__Stated task__.
Rewrite the lines below with "crumbling plaster" replaced by "peeling paint" and nothing else changed.
-- start of Input --
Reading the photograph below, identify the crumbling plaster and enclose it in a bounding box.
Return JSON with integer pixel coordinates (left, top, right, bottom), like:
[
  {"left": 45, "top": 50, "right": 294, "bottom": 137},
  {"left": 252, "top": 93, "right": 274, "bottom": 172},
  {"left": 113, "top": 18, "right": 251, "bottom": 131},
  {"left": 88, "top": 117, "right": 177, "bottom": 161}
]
-- end of Input --
__Solution__.
Reading the photograph below, identify the peeling paint and enclose it in a bounding box.
Return JSON with integer pixel coordinates (left, top, right, bottom), like:
[
  {"left": 45, "top": 50, "right": 294, "bottom": 137},
  {"left": 252, "top": 93, "right": 274, "bottom": 172},
  {"left": 113, "top": 18, "right": 251, "bottom": 131},
  {"left": 88, "top": 117, "right": 177, "bottom": 161}
]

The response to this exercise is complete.